• [To do]
• A. In the passage on naproxen, which painkiller is named as a recommended and safer alternative during pregnancy?
• B. Continue the passage on naproxen from where it stops.
START Passage provided
If you get any side effects not listed here or in the leaflet, you can report them to the Medicines and Healthcare products Regulatory Agency (MHRA) using their yellow card safety scheme.
Naproxen during pregnancy
Use of Naproxen is not recommended if you are more than 30 weeks pregnant. However, there are some instances in which Naproxen may still be prescribed in women who are more than 30 weeks pregnant.
Paracetamol is a recommended and safer alternative painkiller when pregnant, however; if paracetamol is unable to control your pain your doctor may choose to prescribe Naproxen.
For women who are prescribed Naproxen after 30 weeks of pregnancy, it is likely you will also be assessed and monitored by a fetal medicine specialist.
If you find that the side effects of naproxen are unmanageable, there are alternative painkiller medications that are available to buy from Medicine Direct.
Aside from naproxen, we also stock other effective NSAIDs like Ibuprofen 400mg & 600mg tablets, which have also been proven to effectively relieve inflammatory pain from conditions like arthritis, period pain and muscle and joint problems. Ibuprofen tablets are available to purchase from our online pharmacy, which are fast acting and relieve pain effectively in adults and children over 12 years old.
Ponstan (mefenamic acid) is also available to purchase from us. This NSAID contains mefenamic acid as the active ingredient and can be taken for a range of conditions, but it is particularly effective at relieving period pain.
END Passage provided
START Supplied data
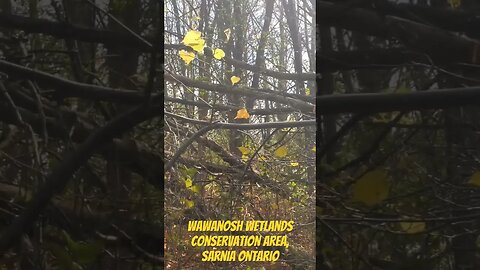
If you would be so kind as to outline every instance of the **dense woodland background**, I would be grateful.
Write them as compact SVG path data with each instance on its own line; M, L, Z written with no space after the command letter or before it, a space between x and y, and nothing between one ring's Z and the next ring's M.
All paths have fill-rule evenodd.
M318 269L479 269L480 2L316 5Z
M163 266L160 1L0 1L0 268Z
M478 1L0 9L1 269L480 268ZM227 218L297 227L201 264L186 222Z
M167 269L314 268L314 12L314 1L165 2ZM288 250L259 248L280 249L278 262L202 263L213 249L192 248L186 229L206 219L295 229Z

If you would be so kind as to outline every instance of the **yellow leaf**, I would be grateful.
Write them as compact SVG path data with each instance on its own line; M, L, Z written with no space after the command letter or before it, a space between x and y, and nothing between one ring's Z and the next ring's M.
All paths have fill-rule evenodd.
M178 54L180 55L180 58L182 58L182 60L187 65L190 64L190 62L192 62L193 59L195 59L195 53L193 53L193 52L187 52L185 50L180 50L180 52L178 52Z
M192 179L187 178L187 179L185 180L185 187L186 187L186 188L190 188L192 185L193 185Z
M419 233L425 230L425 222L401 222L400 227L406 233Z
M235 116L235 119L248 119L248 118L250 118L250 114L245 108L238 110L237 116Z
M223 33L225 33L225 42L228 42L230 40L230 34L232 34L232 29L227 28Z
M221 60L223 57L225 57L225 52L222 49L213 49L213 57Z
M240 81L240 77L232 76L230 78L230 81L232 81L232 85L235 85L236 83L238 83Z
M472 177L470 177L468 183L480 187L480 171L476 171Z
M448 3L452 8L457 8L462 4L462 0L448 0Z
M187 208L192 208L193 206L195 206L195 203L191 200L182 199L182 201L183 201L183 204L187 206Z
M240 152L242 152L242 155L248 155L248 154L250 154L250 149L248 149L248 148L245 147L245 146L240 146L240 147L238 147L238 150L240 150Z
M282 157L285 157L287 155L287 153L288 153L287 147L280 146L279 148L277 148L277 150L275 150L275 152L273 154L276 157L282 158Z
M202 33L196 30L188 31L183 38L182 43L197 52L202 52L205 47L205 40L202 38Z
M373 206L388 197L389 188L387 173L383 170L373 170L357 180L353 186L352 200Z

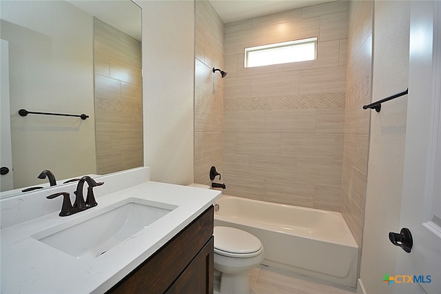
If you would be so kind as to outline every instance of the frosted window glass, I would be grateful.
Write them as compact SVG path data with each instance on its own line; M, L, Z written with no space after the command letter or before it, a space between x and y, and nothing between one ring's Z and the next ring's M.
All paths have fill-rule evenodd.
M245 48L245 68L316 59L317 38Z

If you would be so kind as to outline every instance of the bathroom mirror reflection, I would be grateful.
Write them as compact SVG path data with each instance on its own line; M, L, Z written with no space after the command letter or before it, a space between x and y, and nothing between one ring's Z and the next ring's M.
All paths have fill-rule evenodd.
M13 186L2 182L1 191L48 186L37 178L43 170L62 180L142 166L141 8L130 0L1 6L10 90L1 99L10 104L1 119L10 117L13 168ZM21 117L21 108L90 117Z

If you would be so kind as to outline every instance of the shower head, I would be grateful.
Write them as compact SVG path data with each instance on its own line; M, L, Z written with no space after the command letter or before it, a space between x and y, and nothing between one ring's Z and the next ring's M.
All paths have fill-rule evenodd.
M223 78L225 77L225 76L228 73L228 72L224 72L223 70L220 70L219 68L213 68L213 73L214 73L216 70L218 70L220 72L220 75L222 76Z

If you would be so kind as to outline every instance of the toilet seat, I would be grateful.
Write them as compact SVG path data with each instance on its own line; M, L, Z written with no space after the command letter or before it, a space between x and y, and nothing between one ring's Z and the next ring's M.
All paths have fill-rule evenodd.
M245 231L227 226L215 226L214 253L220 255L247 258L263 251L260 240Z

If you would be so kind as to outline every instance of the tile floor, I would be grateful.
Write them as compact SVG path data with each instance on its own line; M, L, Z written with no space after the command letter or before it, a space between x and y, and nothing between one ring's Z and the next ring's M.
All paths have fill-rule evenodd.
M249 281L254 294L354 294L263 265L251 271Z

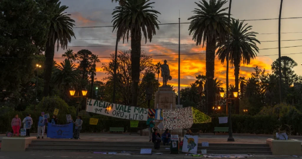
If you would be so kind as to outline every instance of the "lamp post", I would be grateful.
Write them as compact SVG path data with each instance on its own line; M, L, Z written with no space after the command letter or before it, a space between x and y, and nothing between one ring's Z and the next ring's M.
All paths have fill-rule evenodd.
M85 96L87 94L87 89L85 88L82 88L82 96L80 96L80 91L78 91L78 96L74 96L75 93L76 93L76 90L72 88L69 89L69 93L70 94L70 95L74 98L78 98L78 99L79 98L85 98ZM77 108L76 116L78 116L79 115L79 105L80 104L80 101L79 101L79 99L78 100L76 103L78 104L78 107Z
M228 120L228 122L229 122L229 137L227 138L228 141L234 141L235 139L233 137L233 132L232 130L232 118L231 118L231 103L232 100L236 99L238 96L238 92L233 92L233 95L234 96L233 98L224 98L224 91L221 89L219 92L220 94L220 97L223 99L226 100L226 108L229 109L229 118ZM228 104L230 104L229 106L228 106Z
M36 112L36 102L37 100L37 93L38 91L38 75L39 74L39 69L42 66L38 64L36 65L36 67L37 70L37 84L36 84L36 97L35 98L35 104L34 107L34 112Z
END Supplied data
START Supplied data
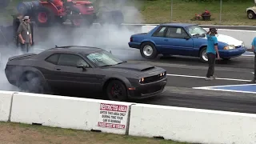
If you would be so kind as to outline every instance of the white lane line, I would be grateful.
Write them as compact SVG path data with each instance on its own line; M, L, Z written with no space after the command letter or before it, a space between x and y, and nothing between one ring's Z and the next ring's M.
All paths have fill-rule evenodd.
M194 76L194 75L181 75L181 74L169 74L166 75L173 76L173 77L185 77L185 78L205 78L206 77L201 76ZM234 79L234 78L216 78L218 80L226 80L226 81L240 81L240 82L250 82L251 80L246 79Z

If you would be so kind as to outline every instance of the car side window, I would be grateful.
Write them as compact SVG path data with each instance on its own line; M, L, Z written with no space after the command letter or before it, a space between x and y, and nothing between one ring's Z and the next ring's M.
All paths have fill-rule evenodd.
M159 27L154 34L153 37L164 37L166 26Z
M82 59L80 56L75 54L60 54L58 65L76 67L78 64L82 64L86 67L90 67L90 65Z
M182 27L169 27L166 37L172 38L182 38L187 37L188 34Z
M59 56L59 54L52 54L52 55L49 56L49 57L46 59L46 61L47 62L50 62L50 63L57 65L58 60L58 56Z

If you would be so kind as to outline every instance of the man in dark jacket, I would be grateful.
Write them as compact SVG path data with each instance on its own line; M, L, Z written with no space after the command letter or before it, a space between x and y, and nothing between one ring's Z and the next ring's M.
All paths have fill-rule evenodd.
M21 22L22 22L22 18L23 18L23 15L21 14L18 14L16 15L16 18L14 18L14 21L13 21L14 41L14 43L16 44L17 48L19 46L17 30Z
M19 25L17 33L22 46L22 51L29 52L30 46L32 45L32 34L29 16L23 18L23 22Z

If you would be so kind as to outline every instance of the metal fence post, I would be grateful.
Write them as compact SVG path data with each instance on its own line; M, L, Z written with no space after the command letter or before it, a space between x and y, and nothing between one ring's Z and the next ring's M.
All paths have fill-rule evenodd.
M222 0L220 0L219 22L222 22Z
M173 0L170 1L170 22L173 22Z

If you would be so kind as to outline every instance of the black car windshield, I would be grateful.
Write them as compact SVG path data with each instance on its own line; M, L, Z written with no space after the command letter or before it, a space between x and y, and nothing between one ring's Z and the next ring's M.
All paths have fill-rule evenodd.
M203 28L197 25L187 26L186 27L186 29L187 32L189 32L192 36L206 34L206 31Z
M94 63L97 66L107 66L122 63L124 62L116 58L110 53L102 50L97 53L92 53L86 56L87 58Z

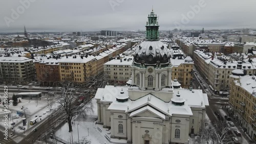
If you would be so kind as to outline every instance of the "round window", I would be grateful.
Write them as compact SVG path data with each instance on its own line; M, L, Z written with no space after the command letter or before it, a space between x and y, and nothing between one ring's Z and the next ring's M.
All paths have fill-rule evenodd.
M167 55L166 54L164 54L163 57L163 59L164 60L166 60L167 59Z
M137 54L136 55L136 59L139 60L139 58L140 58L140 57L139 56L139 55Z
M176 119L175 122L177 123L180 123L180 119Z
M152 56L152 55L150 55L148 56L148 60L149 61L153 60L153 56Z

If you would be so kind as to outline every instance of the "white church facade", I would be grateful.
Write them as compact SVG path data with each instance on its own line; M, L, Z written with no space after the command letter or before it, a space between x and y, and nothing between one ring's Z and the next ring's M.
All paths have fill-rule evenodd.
END Supplied data
START Supplied data
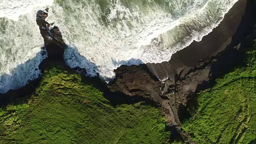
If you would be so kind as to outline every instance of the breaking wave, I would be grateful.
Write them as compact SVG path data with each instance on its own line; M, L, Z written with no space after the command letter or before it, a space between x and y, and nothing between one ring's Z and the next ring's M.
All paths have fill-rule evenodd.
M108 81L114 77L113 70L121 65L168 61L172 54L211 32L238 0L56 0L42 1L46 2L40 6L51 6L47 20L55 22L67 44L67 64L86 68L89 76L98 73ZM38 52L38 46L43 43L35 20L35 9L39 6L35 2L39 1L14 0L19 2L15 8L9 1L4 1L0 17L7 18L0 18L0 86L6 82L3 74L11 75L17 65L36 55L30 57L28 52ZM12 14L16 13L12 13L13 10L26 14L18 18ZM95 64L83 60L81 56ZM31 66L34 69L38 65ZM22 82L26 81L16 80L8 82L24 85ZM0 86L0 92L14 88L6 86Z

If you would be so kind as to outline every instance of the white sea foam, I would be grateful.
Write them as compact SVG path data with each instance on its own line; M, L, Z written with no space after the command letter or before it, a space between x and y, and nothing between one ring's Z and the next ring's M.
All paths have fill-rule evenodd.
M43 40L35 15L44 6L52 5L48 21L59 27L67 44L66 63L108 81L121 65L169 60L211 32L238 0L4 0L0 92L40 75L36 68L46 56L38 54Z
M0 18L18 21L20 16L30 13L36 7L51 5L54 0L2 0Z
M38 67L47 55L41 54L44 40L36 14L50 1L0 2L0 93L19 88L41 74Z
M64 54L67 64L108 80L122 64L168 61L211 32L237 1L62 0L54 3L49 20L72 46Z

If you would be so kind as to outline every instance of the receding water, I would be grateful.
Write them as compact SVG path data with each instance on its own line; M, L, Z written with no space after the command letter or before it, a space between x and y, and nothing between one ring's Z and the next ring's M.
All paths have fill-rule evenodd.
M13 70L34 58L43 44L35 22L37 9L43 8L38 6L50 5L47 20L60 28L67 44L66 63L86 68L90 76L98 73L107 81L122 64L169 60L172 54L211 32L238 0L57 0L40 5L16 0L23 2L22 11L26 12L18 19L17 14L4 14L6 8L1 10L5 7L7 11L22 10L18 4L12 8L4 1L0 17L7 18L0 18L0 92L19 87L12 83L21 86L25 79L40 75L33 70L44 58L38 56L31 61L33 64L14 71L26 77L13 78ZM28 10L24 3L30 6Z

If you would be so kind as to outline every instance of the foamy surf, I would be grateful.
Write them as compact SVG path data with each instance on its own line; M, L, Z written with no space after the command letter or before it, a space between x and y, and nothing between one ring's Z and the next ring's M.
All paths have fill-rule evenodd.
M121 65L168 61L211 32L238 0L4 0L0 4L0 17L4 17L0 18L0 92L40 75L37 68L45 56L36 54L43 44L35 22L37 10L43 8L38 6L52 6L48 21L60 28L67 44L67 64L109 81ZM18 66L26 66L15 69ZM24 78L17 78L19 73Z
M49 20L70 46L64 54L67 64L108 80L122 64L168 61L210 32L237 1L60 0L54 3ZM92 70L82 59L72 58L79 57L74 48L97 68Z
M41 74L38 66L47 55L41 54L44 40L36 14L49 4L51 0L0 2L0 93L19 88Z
END Supplied data
• [Expected results]
• A. Paracetamol

• B.
Celebrex (celecoxib) works in a very similar way to naproxen, although this NSAID contains the active ingredient celecoxib. It also works to stop the production of substances in the body that cause pain and inflammation. For some conditions, such as arthritis, you may need to take it for two weeks before you notice the full effects.
Is Naproxen safe?
Naproxen is a safe medicine to use when taken as instructed by your doctor. You should only take this medicine if it has been prescribed for you. You don’t need a prescription to take it for period pain, but you should only take it as instructed and for a short length of time.
What happens if I stop taking Naproxen?
If you regularly take naproxen, you should not suddenly stop without speaking to a doctor. This may lead to withdrawal symptoms and can also increase your risk of developing clots. If you regularly take naproxen and wish to stop, speak to your doctor about gradually lowering your dose.
How long can I take Naproxen for?
Naproxen can cause ulcers in the stomach or gut if taken for a long time. You should aim to take naproxen for the shortest time possible, at the lowest dose possible. If you need it for period pain or another short-term problem, you should not need to take naproxen for more than a few days.
If you need to take it for longer than this, speak to your doctor.
How long does Naproxen last?
Naproxen will stay in your system for approximately 93.5 hours.